## What you are asked to do
Reproduce exactly, and only, the lines below from the one containing "Target: yellow oil" through the one containing "[[191, 85], [119, 224], [98, 297], [69, 43]]".

Records for this task: Begin

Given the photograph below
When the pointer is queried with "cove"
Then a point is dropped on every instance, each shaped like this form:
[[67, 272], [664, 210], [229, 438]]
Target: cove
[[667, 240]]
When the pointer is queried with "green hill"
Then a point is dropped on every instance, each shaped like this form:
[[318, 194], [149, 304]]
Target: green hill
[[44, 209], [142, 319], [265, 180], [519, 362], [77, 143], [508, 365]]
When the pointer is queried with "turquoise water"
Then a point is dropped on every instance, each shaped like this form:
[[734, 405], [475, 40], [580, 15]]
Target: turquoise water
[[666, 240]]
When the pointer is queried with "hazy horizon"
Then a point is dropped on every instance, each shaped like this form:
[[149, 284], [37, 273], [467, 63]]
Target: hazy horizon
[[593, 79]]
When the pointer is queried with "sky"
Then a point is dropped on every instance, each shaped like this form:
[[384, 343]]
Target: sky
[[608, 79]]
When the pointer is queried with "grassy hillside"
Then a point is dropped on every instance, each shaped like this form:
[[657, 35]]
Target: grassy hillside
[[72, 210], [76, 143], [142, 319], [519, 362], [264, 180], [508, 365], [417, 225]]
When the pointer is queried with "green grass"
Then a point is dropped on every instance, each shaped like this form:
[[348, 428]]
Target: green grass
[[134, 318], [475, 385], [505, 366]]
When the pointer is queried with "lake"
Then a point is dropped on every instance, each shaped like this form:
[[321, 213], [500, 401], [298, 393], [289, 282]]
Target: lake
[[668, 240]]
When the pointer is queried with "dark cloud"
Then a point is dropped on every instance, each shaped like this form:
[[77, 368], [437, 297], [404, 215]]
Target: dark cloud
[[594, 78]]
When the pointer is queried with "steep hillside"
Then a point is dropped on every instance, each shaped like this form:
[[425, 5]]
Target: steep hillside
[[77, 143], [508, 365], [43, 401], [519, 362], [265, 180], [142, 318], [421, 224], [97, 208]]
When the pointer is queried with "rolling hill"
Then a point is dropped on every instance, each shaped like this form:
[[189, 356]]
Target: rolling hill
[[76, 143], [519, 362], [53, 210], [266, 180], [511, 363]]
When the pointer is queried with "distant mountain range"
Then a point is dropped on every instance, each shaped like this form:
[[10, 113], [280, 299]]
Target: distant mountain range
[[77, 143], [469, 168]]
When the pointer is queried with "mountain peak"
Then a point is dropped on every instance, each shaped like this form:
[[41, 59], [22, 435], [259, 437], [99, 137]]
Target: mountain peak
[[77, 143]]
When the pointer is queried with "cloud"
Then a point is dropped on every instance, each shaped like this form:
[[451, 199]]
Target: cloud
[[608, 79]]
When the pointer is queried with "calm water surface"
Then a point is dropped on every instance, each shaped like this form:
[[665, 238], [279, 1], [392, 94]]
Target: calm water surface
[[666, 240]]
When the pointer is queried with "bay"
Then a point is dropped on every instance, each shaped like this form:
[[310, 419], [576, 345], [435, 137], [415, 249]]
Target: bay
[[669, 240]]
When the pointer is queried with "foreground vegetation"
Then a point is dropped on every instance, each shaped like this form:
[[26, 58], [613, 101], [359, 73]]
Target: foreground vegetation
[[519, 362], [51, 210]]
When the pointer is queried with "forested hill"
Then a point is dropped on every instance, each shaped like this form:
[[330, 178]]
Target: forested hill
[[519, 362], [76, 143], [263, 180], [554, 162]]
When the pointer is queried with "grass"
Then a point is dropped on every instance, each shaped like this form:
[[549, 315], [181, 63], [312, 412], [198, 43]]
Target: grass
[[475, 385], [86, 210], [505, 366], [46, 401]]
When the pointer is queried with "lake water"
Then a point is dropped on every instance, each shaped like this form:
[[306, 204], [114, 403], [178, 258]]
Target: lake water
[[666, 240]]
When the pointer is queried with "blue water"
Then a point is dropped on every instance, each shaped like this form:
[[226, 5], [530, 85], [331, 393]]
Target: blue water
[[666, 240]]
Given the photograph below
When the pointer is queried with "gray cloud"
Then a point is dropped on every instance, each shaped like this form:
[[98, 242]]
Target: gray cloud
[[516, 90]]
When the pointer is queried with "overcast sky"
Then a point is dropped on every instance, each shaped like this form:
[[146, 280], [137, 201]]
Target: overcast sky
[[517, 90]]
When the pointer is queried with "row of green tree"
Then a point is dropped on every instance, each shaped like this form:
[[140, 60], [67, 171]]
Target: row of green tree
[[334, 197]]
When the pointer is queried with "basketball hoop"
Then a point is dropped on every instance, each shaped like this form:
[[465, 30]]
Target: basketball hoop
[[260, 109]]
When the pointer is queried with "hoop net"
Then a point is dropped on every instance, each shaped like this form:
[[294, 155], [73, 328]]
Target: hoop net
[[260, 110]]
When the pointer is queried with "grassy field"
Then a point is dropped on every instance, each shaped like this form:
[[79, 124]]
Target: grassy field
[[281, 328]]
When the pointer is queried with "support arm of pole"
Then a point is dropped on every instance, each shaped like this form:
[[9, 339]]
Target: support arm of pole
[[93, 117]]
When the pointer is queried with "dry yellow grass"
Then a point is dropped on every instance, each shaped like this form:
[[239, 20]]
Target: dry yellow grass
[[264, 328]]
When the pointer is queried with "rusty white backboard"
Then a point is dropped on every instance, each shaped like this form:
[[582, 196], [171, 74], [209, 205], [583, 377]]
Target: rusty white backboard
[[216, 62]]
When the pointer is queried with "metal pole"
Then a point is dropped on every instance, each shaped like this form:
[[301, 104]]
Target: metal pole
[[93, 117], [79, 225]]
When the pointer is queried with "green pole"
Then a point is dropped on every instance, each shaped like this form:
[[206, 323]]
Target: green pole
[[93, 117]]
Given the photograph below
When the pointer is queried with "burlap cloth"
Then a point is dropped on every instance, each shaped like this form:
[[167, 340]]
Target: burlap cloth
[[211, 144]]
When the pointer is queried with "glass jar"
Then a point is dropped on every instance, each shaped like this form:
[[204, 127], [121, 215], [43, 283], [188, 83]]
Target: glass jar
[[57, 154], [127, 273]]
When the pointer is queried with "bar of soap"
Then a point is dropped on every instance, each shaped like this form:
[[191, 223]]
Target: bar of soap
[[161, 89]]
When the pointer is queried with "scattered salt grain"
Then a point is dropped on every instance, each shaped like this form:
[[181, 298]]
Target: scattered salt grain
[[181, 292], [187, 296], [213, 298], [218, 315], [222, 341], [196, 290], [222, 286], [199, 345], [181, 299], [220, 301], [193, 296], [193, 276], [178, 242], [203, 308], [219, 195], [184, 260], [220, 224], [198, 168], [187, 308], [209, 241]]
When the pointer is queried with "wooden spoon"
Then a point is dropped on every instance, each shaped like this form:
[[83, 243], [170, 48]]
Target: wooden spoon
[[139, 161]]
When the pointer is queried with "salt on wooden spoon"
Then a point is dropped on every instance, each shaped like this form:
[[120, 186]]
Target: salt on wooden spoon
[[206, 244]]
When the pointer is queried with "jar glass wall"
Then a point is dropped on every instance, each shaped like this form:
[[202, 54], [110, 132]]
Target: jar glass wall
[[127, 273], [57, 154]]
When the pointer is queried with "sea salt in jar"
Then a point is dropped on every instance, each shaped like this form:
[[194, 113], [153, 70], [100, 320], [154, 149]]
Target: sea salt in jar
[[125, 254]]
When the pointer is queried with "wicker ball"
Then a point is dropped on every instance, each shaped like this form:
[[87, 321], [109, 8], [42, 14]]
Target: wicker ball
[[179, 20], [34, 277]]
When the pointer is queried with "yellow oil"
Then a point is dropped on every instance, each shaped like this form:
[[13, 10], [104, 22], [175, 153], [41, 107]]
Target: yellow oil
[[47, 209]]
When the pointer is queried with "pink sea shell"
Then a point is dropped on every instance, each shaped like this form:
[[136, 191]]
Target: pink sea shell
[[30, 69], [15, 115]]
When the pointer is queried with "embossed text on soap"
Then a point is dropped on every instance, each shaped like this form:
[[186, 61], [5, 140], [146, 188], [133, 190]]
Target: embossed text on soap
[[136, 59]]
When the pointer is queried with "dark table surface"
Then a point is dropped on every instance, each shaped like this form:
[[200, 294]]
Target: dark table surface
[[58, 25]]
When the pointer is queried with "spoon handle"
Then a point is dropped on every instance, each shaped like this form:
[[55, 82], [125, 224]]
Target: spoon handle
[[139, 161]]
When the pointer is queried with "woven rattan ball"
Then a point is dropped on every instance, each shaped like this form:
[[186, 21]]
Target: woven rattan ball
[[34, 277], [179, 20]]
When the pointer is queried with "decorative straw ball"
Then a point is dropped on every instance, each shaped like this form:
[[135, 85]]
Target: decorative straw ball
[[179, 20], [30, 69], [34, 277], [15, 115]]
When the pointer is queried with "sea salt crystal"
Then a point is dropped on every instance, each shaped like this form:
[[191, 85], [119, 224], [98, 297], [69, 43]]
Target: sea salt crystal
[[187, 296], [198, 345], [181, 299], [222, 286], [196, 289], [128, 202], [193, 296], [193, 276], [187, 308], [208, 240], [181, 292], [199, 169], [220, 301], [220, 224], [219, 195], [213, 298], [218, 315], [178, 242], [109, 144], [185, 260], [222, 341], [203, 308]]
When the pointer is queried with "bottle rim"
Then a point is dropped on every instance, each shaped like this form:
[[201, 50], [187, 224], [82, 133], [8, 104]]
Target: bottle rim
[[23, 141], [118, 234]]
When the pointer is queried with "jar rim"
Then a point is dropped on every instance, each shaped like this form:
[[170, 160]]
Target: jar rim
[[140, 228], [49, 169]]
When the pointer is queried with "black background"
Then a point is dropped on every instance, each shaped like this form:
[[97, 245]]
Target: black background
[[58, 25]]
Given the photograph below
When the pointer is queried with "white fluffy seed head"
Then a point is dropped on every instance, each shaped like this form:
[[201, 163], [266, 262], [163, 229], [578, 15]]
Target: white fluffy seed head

Records for this task: End

## Expected answer
Target: yellow oil
[[47, 209]]
When the pointer is queried with "pink sea shell"
Then a point is dropped on every instance, each shaped like this form:
[[136, 191]]
Target: pink sea shell
[[30, 69], [15, 115]]
When the pointer is queried with "embossed text on soap"
Then a point is dropped on every instance, each shaped like this form:
[[186, 61], [5, 140], [146, 188], [133, 190]]
Target: embossed text on soap
[[136, 59]]
When the pointer is queried with "dark table surface"
Then a point is dropped on every instance, each shaped like this form:
[[200, 294]]
Target: dark table surface
[[58, 25]]
When the pointer is queried with "spoon handle"
Then a point is dropped on every instance, each shaped like this form:
[[55, 82], [125, 224]]
Target: spoon handle
[[139, 161]]
When the pointer is queried with "woven rattan ball"
Then a point is dropped on every instance, each shaped like this form:
[[186, 21]]
Target: woven rattan ball
[[34, 277], [179, 20]]
When the pointer is queried with "decorative straw ball"
Then a point is dropped on every instance, each shaped like this form:
[[135, 85]]
Target: decorative straw ball
[[179, 20], [30, 69], [34, 277], [15, 115]]
When the pointer is queried with "sea salt crystal"
Then a point is dropped on every instance, each shaped like this form:
[[191, 85], [119, 224], [98, 297], [69, 43]]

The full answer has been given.